## Passage to read
>>>>
Compared with fossil fuel technologies, which are typically mechanized and capital intensive, the renewable energy industry is relatively labor-intensive[xvi], which results in more job creation across the renewable energy value chain. Especially the renewable energy could revitalize the small scale industry developments across the nation. Skilled manpower would be needed for solar installation, manufacturing, and sales—which would create demand for skill development and institutions providing training and skill upgradation programs.

Massive renewable energy development programs in India need financial investments close to $200 billion, which could act as a catalyst to develop new financing models and channels of financing.

Further, growth and development of renewable energy industry is bound to fuel economic prosperity by boosting both manufacturing and services industry. Increased use of renewable may lead to reduced dependency on imported fossil fuel and help India move toward achieving the much-needed self-sufficiency and energy independence.

V. Green energy in India: historical perspective

Green energy includes primarily renewables like solar, small hydro, wind, biomass, and natural gas. Some of the sources have been there since the inception of the earth and others developed over a period of time. But mass scale use of green energy in the country is relatively young compared to other forms of energy. The following section provides source wise brief historical developments of green energy in the country.

Solar program dates back to 1984 when a subsidy-based solar thermal programme[xvii] was launched and continued up to 1993. Till 2010, solar programs were very static and limited to few proactive states. The Jawaharlal Nehru National Solar Mission[xviii] was launched on 11 January, 2010 to push growth of solar energy in the country. The Mission set an ambitious target of deploying 20,000 MW of grid connected solar power and achieve grid tariff parity by 2022.

Research and development of biogas technologies started in 1920s and All India Coordinated Biogas Programme was launched in 1975 for large-scale dissemination of biogas plants. Subsequently various biogas programs were launched to meet the energy needs of the rural India through green and renewable fuels. In addition to improving energy supply, biogas offers following other benefits:

 i. It improves sanitation in villages and semi -urban areas by linking sanitary toilets with biogas plants.

ii. Digested slurry from biogas plants is used as enriched bio-manure to supplement the use of chemical fertilizers.

iii. Biogas plants help in reducing the causes of climate change.

Wind power programs were initiated toward the end of the sixth plan in 1983–1984, and by 2015, with 5.5 percent of global cumulative installed wind capacity, India became the fourth largest wind market in the world[xix]. Wind energy programs have been the most successful among the renewable energy programs in the country. However, compared to China, India’s progress has been very slow.

VI. Natural Gas: a bridge fuel

Globally natural gas is considered as a greener fuel, in many countries including India, it is preferred as a bridge to manage the transition of carbon intensive economy to green economy. Though natural gas is a fossil fuel but it emits less greenhouse gases compared to other hydrocarbons like coal and oil.

Natural gas resource rich as well as deficient countries use natural gas for meeting their primary energy needs; in 2014, out of 12928.4 million tonnes of oil equivalent (MTOe) natural gas contributed 3065.5 MTOe[xx] which is 23.7 percent (fig.2) of total primary energy consumption in the world. With 610.7 MTOe, Asia Pacific contributed 19.9 percent of the total natural gas consumption and India’s share was just 1.5 percent. It is to be noted that share of natural gas in the primary energy consumption stood at 7.1 percent which is much lower that global average of 23.7 percent. So, it is very fair to argue that the share of natural gas would go up in the future.
<<<<
## Material for this task
>>>>
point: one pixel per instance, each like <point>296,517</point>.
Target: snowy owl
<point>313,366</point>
<<<<
>>>>
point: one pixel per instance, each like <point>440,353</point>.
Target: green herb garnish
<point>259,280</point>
<<<<
>>>>
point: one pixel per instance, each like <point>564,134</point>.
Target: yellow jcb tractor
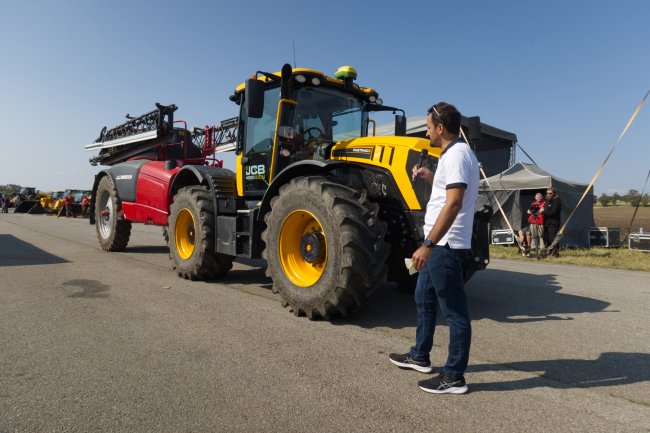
<<<<
## Set tasks
1. Rewrite the section of the passage on renewable energy in India starting at "V. Green energy" and ending at "green energy in the country.", changing "country" to "nation".
2. Rescale the lines of the listing starting at the line containing "point: one pixel per instance, each like <point>296,517</point>." and ending at the line containing "<point>313,366</point>", and return them with the requests included. Multiply only the point coordinates in the answers by 2.4, and round them to whole numbers with halves rounded up.

## Answers to each task
1.
V. Green energy in India: historical perspective

Green energy includes primarily renewables like solar, small hydro, wind, biomass, and natural gas. Some of the sources have been there since the inception of the earth and others developed over a period of time. But mass scale use of green energy in the nation is relatively young compared to other forms of energy. The following section provides source wise brief historical developments of green energy in the nation.

2.
point: one pixel per instance, each like <point>296,517</point>.
Target: snowy owl
<point>751,878</point>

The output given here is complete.